# Need To Order Bees??????????



## farmmaid (Jan 13, 2003)

Another family and us are going to have bees together starting this year, so exciting. We have ordered 3 hives but need to get a good, clean source to buy the bees from. We live in New York, any suggestions? PLEASE..Joan


----------



## HilltopDaisy (Feb 26, 2003)

Hi Joan. I'm ordering from Dadant, they have an office in Waverly, NY. They have 3# packages of Italian bees for $61 plus tax, pick-up only, on May 7th. 

877-532-3268
Dadant & Sons
136 RT. 17C-East
PO Box 267
Waverly, NY 14892-3268

http://www.dadant.com


----------



## HilltopDaisy (Feb 26, 2003)

Forgot to say this; you have to order your bees early, like NOW! They sell out fast. Last year I was all set except for the bees and I couldn't find any as I waited too long.


----------



## justgojumpit (May 5, 2003)

Joan, I ordered four nucs from Kutik's Honey in Norwich, NY. http://kutikshoney.com/nucs/bees_for_sale.htm
alas, they seem to be sold out already. If you can't find any bees, let me know. I live in NY and may be able to prepare a few splits for you after my spring flow.

justgojumpit


----------



## SusanB (May 26, 2006)

I have a swarm in my barn that will need to be removed. I can wait until spring if needed.

Susan


----------



## alleyyooper (Apr 22, 2005)

I bought two packages of bees from Spell Bee last spring and am happy with how they have did this year. I had mine picked up by a club member that was buying a trailer load from them but they do ship thru the mail. Mine cost 54.00 each last spring.

 Al


----------



## boxwoods (Oct 6, 2003)

- [Data provided]:
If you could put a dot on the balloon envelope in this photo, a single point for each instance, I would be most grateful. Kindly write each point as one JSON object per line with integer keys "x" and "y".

- [Instruction A]:
Could you transcribe the bee-ordering thread from "## justgojumpit (May" to "my spring flow."?
- [Instruction B]:
Can you pick up the thread about buying bees from where it stops and keep it going?

- [Exercise response A]:
## justgojumpit (May 5, 2003)

Joan, I ordered four nucs from Kutik's Honey in Norwich, NY. http://kutikshoney.com/nucs/bees_for_sale.htm
alas, they seem to be sold out already. If you can't find any bees, let me know. I live in NY and may be able to prepare a few splits for you after my spring flow.

- [Exercise response B]:
If you have dsl or cable, this site is great for learning about bees.

http://tv.player.countrychannel.tv/skins/0018/nsp.aspx?player=countrychannel


----------



## Russ_NEPA (Sep 28, 2006)

What part of NY are you in? I get my bees from Draper's Super Bee in Millerton PA, Just south of NY State border in Central PA. Here is their web site:

http://www.draperbee.com/

I like to drive up and get them. Fun to visit and see all the cool beekeeping stuff in person.


----------



## suburbanite (Jul 27, 2006)

If you put out a hive during swarming season, will wild bees just move into it?


----------



## Terri (May 10, 2002)

Sometimes they do.

I had 3-4 boxes out this spring, and I had one small swarm move in. With some feeding it is now a medium-sized hive.


----------



## Mutti (Sep 7, 2002)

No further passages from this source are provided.